— Excerpt —
*** Block opens ***

There was no way that Aliens vs. Predator: Requiem could possibly be as bad as the first Alien vs. Predator. Not only was Paul W.S. Anderson out of the picture, the psychotic mythology about adolescent predator aliens (of the classic Predator and the not-classic Predator 2) hunting slimy black aliens (of the increasingly debased Alien series) in a giant Antarctic pyramid had been jettisoned in favor of throwing some aliens at Small Town, USA, and loosing the predators to mow them down. It would be rated R again, not the fainting-couch niceness of the PG-13 that kept AVP from the elaborate gore that has been a mainstay of both franchises since their origins. And most importantly, Paul W.S. Anderson was out of the picture.

No sir, a worse AVP film than the first one just couldn't be made. Except that, impossibly, it has. Aliens vs. Predator: Requiem is unmitigated trash in almost every way.

The new film starts approximately four seconds before the last film ended, so as to remind us that a predator-alien hybrid has just been born. For a couple minutes, it's merely dreary and not unspeakably foul, as we follow a few predators around their nondescript ship, trying to hunt the beast before it kills them all and crashes their ship, along with its cargo of those crab-shaped alien things that plant their spawn in your belly. The ship lands in the mountains outside Gunnison, Colorado, British Columbia, where scenes of the two species slithering around in the sewers are intercut with selections from the local community college production of Peyton Place.

Seriously, I understand that crappy horror movies need big casts of quickly-defined characters, but it's been a lot of years since there has been a film with such a very large cast, so full of people that I can't quite distinguish from one another. Mostly, it's only possible to define characters in terms of their interrelationships: the girl whose ex-boyfriend beat up the nerd whose brother is friends with the cop who is trying to comfort the woman whose husband and boy are missing. Only one character, the closest we get to a protagonist, really sticks out in my mind, and that is because he is named "Dallas" in an ill-advised reference to the Ridley Scott movie. Also, he is played by Steven Pasquale, and must therefore pass as the film's "name" actor. Otherwise, it's strictly a panoply of day-players and TV character actors.

*** Block closes ***

— Extracted entries —
*** Block opens ***

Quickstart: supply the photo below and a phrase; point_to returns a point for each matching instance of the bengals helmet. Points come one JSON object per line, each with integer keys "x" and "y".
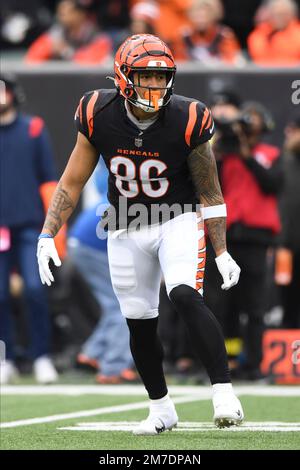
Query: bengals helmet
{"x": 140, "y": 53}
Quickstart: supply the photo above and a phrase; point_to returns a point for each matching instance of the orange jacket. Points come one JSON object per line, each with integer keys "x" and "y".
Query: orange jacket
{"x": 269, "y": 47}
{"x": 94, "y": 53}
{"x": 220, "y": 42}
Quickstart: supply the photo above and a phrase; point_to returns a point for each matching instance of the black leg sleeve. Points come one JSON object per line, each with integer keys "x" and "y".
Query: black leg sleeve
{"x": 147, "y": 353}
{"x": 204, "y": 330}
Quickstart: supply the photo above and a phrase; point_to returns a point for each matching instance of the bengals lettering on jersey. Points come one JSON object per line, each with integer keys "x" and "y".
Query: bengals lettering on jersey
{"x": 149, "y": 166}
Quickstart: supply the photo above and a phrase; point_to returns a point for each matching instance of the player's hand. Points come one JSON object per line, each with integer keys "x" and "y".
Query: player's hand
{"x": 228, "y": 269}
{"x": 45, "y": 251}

*** Block closes ***
*** Block opens ***

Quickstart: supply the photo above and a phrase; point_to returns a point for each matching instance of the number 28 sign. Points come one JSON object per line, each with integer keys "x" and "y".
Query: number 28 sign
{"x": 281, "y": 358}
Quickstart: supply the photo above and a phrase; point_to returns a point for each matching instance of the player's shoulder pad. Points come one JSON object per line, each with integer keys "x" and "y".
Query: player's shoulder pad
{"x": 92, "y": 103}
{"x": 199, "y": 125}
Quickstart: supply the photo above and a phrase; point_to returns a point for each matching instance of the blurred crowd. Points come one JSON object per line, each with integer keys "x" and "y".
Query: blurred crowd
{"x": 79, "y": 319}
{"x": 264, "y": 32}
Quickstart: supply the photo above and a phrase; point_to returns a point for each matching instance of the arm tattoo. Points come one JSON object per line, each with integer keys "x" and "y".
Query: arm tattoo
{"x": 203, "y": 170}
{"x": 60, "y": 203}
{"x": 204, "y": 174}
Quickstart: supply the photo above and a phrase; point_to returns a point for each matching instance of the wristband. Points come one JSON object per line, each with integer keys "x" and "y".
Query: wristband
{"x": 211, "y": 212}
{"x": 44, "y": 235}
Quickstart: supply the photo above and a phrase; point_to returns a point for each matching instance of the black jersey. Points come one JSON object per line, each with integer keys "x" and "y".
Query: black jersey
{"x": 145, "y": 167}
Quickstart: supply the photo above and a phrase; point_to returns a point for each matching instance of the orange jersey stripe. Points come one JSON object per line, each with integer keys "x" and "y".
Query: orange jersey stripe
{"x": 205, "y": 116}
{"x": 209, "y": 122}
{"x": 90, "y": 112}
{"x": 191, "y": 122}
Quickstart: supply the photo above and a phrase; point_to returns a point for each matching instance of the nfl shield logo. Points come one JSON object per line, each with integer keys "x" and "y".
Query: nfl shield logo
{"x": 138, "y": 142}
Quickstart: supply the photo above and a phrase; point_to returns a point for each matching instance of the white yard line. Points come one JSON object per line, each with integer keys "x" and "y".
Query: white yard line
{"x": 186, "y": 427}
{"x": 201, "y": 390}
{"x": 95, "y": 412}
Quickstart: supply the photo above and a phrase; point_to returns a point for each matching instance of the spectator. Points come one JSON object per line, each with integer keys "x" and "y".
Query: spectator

*** Block closes ***

— Assigned task —
Rewrite the review above from "Seriously, I understand" to "TV character actors.", swapping "protagonist" for "hero".

— Written response —
Seriously, I understand that crappy horror movies need big casts of quickly-defined characters, but it's been a lot of years since there has been a film with such a very large cast, so full of people that I can't quite distinguish from one another. Mostly, it's only possible to define characters in terms of their interrelationships: the girl whose ex-boyfriend beat up the nerd whose brother is friends with the cop who is trying to comfort the woman whose husband and boy are missing. Only one character, the closest we get to a hero, really sticks out in my mind, and that is because he is named "Dallas" in an ill-advised reference to the Ridley Scott movie. Also, he is played by Steven Pasquale, and must therefore pass as the film's "name" actor. Otherwise, it's strictly a panoply of day-players and TV character actors.